====== Passage for review ======

ODW Updates: PFAS and Staffing

Washington State
Department of Health Office of Drinking Water

PFAS Update: We are excited to announce that after four years of hard work and coordination with utilities, communities, and other state and federal partners the Washington State Board of Health approved updates to Drinking Water Regulations for Group A Water Systems Chapter 246-290 WAC.

These updates helped clarify processes by which the Washington State Department of Health (DOH) addresses unregulated contaminants in public water systems. It also establishes PFAS state action levels (SALs) that require water systems to test for PFAS compounds and report to the state and their customers if PFAS detections exceed SAL concentrations.

These rules support public health by ensuring testing is completed at specific utilities across the state to understand risk areas to customers. It also supports utilities impacted by PFAS by using science-based rulemaking that enables:

  • Ecology to address contamination by establishing cleanup standards and legal mechanisms in place.
  • DOH to gather information for potential state maximum contaminant level (MCL) determinations in drinking water, establishing levels at which utilities must treat the water.

Thanks to everyone who participated in this process, making this rule better. Due to comments received, we made many rule improvements through clarifying language, including processes to establish MCLs and SALs. We also updated the Lab Rule (WAC 246-390) and coordinated closely with Ecology to ensure DOH rule language aligns with Ecology efforts.

We are working to fund PFAS testing for utilities. We are also working with EPA on the details for laboratories to provide test kits very soon to water systems that volunteered for sampling. We don’t expect to find additional systems with detections over the SAL, but we won’t really know until we test.

Staffing: Our hope to get back to our normal work schedules did not develop as we wanted. We continue to support our agency’s first priority: the state’s COVID-19 pandemic response.

We again ask for your patience. Many of our staff members are still engaged in COVID-19 response activities. The pandemic has changed a lot in a short time. Staff members retired or left to pursue other dreams. We are reassessing our work environment, including continuing to telework, looking at changing office space, and moving to a paperless environment. We are also dealing with mental fatigue and supporting our staff to take time off to recharge.

We continue to provide coverage of essential duties, such as responding to drinking water emergencies. Routine business is happening at a scaled back pace. Planning and design reviews, pre-plan meetings, sanitary surveys field visits and reports, technical assistance, and complaint response are all taking much longer. There are delays in sending out reminders, late notices, and invoices. Emphasis has been on acute compliance; other violation letters are delayed. Data entry and management are delayed. We continue looking for opportunities to support our operators with limited resources. We acknowledge that our overall level of service is not what it used to be. We ask for your patience and commitment supporting the mental and physical health of our drinking water community, knowing your regulatory requirements, and not waiting to communicate with our office. If you need support or tools, please reach out to our office staff. We want you to know we’re doing our best to support you and our common mission of “Safe and Reliable Drinking Water.”

====== Extracted material ======

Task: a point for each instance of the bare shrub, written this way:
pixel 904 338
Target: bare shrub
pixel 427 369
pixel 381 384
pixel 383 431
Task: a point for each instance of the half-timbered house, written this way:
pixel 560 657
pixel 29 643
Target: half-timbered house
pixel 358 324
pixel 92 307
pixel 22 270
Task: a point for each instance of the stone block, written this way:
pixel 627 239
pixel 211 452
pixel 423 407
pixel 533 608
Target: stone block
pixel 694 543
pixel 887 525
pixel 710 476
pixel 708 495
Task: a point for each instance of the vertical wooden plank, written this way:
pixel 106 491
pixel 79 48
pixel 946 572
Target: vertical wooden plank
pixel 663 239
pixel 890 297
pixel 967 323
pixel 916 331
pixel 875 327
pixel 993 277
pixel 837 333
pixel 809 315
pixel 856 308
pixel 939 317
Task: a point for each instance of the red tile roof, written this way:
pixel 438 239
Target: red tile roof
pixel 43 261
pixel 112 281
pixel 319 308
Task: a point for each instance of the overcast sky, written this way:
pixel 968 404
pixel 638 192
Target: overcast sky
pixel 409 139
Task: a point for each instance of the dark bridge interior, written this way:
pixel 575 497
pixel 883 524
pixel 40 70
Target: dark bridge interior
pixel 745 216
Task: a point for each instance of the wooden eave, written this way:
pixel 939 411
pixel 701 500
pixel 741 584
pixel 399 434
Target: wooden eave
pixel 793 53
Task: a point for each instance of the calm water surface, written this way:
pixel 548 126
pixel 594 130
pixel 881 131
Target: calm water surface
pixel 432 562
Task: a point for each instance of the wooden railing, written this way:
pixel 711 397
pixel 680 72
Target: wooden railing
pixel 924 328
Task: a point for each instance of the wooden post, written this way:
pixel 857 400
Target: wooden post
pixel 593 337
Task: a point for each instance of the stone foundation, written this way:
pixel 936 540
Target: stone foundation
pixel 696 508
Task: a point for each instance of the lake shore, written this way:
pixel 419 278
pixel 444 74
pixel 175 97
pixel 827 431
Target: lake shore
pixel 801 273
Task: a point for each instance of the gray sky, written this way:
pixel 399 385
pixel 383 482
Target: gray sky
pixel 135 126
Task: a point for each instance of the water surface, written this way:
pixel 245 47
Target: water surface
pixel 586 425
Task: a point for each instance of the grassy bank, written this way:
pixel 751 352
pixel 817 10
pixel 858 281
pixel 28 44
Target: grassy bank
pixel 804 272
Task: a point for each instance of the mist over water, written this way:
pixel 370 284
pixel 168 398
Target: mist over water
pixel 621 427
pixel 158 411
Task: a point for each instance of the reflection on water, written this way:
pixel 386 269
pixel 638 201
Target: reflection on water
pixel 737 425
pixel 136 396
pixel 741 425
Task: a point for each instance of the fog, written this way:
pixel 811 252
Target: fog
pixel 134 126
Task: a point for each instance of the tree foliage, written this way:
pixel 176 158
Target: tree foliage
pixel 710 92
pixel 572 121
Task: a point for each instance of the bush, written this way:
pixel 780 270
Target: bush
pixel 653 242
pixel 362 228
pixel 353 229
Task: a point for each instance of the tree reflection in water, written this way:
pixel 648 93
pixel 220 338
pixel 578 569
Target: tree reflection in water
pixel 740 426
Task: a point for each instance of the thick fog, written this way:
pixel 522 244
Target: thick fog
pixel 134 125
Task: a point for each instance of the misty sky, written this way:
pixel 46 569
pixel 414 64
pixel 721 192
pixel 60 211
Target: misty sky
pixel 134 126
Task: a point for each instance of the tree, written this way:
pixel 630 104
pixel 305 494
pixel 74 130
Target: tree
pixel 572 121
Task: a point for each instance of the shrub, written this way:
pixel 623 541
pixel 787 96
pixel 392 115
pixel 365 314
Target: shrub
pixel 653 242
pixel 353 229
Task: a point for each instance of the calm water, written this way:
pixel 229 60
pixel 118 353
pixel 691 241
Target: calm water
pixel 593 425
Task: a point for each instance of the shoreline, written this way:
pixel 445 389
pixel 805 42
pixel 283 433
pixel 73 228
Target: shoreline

======

» **Task description**
Reproduce word for word the stretch of the drinking water office update from "These rules support" through "with Ecology efforts.".

» **Answer below**
These rules support public health by ensuring testing is completed at specific utilities across the state to understand risk areas to customers. It also supports utilities impacted by PFAS by using science-based rulemaking that enables:

  • Ecology to address contamination by establishing cleanup standards and legal mechanisms in place.
  • DOH to gather information for potential state maximum contaminant level (MCL) determinations in drinking water, establishing levels at which utilities must treat the water.

Thanks to everyone who participated in this process, making this rule better. Due to comments received, we made many rule improvements through clarifying language, including processes to establish MCLs and SALs. We also updated the Lab Rule (WAC 246-390) and coordinated closely with Ecology to ensure DOH rule language aligns with Ecology efforts.